Required work — Copy out the data so that nothing differs from the original.
========================================
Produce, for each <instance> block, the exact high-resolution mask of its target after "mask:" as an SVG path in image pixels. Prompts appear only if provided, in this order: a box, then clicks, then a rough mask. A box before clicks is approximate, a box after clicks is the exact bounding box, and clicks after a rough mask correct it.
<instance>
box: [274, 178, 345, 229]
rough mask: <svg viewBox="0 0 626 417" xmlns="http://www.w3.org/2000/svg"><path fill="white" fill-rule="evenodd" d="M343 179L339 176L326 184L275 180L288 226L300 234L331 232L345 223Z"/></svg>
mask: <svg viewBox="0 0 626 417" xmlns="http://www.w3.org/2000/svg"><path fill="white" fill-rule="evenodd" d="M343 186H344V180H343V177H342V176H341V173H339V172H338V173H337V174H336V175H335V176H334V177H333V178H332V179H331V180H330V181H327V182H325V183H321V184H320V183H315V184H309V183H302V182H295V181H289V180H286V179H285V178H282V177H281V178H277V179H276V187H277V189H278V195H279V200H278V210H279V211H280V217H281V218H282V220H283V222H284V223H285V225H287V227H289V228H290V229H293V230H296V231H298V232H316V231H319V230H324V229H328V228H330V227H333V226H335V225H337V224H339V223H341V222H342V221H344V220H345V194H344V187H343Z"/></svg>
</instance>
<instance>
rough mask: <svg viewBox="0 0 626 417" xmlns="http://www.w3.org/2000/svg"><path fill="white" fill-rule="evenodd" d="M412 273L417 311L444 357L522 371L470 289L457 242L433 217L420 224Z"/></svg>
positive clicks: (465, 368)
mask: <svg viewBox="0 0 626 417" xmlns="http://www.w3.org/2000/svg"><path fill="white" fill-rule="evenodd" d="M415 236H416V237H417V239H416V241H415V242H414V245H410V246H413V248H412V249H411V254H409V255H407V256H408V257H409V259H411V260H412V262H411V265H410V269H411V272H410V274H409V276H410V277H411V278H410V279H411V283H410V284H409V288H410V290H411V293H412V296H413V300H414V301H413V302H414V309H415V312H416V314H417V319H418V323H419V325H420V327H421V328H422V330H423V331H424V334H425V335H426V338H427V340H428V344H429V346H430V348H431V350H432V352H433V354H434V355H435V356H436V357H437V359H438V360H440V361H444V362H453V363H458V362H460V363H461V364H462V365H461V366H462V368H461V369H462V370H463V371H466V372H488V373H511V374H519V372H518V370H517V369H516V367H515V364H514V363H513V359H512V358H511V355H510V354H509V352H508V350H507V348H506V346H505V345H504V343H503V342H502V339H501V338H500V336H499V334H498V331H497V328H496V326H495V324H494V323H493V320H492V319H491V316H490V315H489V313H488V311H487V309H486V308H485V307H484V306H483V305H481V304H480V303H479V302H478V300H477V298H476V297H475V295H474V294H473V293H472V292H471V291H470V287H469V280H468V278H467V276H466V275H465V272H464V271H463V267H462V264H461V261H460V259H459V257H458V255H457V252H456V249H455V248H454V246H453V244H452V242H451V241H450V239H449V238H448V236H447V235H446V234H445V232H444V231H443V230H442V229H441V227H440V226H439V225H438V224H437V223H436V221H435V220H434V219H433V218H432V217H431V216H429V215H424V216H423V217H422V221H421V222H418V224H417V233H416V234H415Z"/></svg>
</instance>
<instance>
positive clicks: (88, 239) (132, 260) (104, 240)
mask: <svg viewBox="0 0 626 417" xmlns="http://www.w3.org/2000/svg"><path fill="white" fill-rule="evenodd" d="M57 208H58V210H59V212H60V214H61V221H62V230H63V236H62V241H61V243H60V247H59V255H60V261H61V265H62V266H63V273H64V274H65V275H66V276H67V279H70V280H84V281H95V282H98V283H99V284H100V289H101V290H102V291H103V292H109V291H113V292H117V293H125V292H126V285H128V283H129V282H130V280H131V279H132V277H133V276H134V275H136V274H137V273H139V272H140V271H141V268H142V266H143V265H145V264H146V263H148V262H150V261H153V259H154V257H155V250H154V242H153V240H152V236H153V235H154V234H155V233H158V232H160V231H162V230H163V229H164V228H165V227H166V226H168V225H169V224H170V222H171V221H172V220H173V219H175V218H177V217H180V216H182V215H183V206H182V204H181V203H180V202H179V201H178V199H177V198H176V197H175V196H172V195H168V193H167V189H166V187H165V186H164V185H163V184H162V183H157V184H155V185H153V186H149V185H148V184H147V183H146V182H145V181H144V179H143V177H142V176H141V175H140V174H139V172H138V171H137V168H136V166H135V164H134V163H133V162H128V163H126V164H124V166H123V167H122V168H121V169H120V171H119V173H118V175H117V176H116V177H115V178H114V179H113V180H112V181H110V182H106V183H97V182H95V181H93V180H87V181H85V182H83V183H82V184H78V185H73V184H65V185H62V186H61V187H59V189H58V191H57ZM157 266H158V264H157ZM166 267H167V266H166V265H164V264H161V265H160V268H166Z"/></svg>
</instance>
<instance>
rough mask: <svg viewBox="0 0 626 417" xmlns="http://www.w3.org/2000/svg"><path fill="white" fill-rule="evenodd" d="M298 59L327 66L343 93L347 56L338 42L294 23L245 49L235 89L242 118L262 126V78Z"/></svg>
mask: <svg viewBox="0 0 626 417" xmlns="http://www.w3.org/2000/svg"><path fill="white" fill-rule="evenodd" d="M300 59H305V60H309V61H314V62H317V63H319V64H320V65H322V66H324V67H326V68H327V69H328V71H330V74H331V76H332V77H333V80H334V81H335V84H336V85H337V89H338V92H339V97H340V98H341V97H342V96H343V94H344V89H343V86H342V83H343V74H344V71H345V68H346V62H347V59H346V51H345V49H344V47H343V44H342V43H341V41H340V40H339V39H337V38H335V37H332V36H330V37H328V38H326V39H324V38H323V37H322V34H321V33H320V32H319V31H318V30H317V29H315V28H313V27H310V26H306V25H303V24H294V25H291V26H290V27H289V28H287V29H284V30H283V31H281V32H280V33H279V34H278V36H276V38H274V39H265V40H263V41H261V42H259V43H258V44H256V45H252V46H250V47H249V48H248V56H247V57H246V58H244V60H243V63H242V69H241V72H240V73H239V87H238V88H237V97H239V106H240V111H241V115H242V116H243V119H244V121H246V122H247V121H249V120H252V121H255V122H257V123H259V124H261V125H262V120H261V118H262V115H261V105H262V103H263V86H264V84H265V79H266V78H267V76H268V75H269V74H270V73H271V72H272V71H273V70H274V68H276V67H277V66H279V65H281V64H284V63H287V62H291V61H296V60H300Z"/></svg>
========================================
Output for this exercise —
Produce, for each <instance> block, the exact high-resolution mask of its target after "mask:" as an SVG path in image pixels. Prompts appear only if provided, in this order: a box, then clicks, then a rough mask. A box before clicks is approximate, a box after clicks is the exact bounding box, and clicks after a rough mask correct it.
<instance>
box: [274, 178, 345, 229]
rough mask: <svg viewBox="0 0 626 417" xmlns="http://www.w3.org/2000/svg"><path fill="white" fill-rule="evenodd" d="M343 179L339 176L326 184L275 180L288 226L300 234L331 232L345 223Z"/></svg>
mask: <svg viewBox="0 0 626 417" xmlns="http://www.w3.org/2000/svg"><path fill="white" fill-rule="evenodd" d="M343 186H344V180H343V177H342V176H341V173H339V172H338V173H337V174H336V175H335V176H334V177H333V178H332V179H331V180H330V181H327V182H325V183H321V184H320V183H315V184H309V183H302V182H295V181H289V180H286V179H285V178H282V177H281V178H277V179H276V187H277V189H278V195H279V200H278V210H279V211H280V217H281V218H282V220H283V222H284V223H285V225H287V227H289V228H290V229H293V230H296V231H298V232H316V231H319V230H324V229H328V228H330V227H333V226H335V225H337V224H339V223H341V222H342V221H344V220H345V194H344V187H343Z"/></svg>
</instance>
<instance>
rough mask: <svg viewBox="0 0 626 417" xmlns="http://www.w3.org/2000/svg"><path fill="white" fill-rule="evenodd" d="M412 273L417 311L444 357L522 371L470 289L457 242L433 217L420 224Z"/></svg>
positive clicks: (465, 368)
mask: <svg viewBox="0 0 626 417" xmlns="http://www.w3.org/2000/svg"><path fill="white" fill-rule="evenodd" d="M415 236H416V237H417V239H416V241H415V242H414V245H410V246H413V248H412V249H411V254H409V255H407V256H408V257H409V259H411V260H412V262H411V265H410V269H411V272H410V274H409V276H410V277H411V278H410V279H411V283H410V284H409V288H410V290H411V293H412V296H413V300H414V301H413V302H414V309H415V312H416V314H417V319H418V323H419V325H420V327H421V328H422V330H423V331H424V334H425V335H426V338H427V340H428V344H429V346H430V348H431V350H432V352H433V354H434V355H435V356H436V357H437V359H438V360H440V361H444V362H453V363H458V362H460V363H461V364H462V365H461V366H462V368H461V369H462V370H463V371H466V372H488V373H511V374H519V372H518V370H517V369H516V367H515V364H514V363H513V359H512V358H511V355H510V354H509V352H508V350H507V348H506V346H505V345H504V343H503V342H502V339H501V338H500V336H499V334H498V331H497V328H496V326H495V324H494V323H493V320H492V319H491V316H490V315H489V313H488V311H487V309H486V308H485V307H484V306H483V305H481V304H480V303H479V302H478V300H477V298H476V297H475V295H474V294H473V293H472V292H471V291H470V287H469V280H468V278H467V276H466V275H465V272H464V271H463V267H462V264H461V261H460V259H459V257H458V255H457V252H456V249H455V248H454V246H453V244H452V242H451V241H450V239H449V238H448V236H447V235H446V234H445V232H444V231H443V230H442V229H441V227H440V226H439V225H438V224H437V223H436V221H435V220H434V219H433V218H432V217H431V216H429V215H424V216H423V217H422V221H421V222H418V224H417V233H416V234H415Z"/></svg>
</instance>
<instance>
positive clicks: (88, 239) (132, 260) (104, 240)
mask: <svg viewBox="0 0 626 417" xmlns="http://www.w3.org/2000/svg"><path fill="white" fill-rule="evenodd" d="M57 208H58V210H59V212H60V214H61V221H62V230H63V236H62V241H61V243H60V247H59V255H60V261H61V265H62V266H63V273H64V274H65V275H66V276H67V279H70V280H84V281H95V282H98V283H99V284H100V289H101V290H102V291H103V292H109V291H113V292H117V293H125V292H126V285H128V283H129V282H130V280H131V279H132V277H133V276H134V275H136V274H137V273H139V272H140V271H141V268H142V266H143V265H145V264H146V263H148V262H150V261H153V259H154V257H155V250H154V242H153V240H152V236H153V235H154V234H155V233H158V232H160V231H162V230H163V229H164V228H165V227H166V226H168V225H169V224H170V222H171V221H172V220H173V219H175V218H177V217H180V216H182V215H183V206H182V204H181V203H180V202H179V201H178V199H177V198H176V197H175V196H172V195H168V193H167V189H166V187H165V186H164V185H163V184H162V183H157V184H155V185H153V186H149V185H148V184H147V183H146V182H145V181H144V179H143V177H142V176H141V175H140V174H139V172H138V171H137V168H136V166H135V164H134V163H133V162H128V163H126V164H124V166H123V167H122V168H121V169H120V171H119V173H118V175H117V176H116V177H115V178H114V179H113V180H112V181H110V182H106V183H97V182H95V181H93V180H87V181H85V182H83V183H82V184H78V185H73V184H65V185H62V186H61V187H59V189H58V191H57ZM157 266H158V264H157ZM166 267H167V266H166V265H164V264H161V265H160V268H166Z"/></svg>
</instance>
<instance>
rough mask: <svg viewBox="0 0 626 417" xmlns="http://www.w3.org/2000/svg"><path fill="white" fill-rule="evenodd" d="M298 59L327 66L343 93L347 56L338 42L294 23L245 49L235 89L242 118L262 126V78Z"/></svg>
mask: <svg viewBox="0 0 626 417" xmlns="http://www.w3.org/2000/svg"><path fill="white" fill-rule="evenodd" d="M300 59H305V60H309V61H314V62H317V63H319V64H320V65H322V66H324V67H326V68H327V69H328V71H330V74H331V76H332V77H333V80H334V81H335V84H336V85H337V89H338V92H339V97H340V98H341V97H342V96H343V94H344V89H343V86H342V83H343V74H344V71H345V68H346V62H347V59H346V51H345V49H344V47H343V44H342V43H341V41H340V40H339V39H337V38H335V37H332V36H330V37H328V38H326V39H324V38H323V37H322V34H321V33H320V32H319V31H318V30H317V29H315V28H313V27H310V26H306V25H303V24H294V25H291V26H290V27H289V28H287V29H284V30H283V31H281V32H280V33H279V34H278V36H276V38H274V39H265V40H263V41H261V42H259V43H258V44H256V45H252V46H250V47H249V48H248V56H247V57H246V58H244V60H243V63H242V69H241V72H240V73H239V87H238V88H237V97H239V106H240V111H241V115H242V116H243V119H244V121H246V122H247V121H249V120H252V121H255V122H257V123H259V124H261V125H262V120H261V118H262V115H261V105H262V103H263V86H264V84H265V79H266V78H267V76H268V75H269V74H270V73H271V72H272V71H273V70H274V68H276V67H277V66H279V65H281V64H284V63H287V62H291V61H296V60H300Z"/></svg>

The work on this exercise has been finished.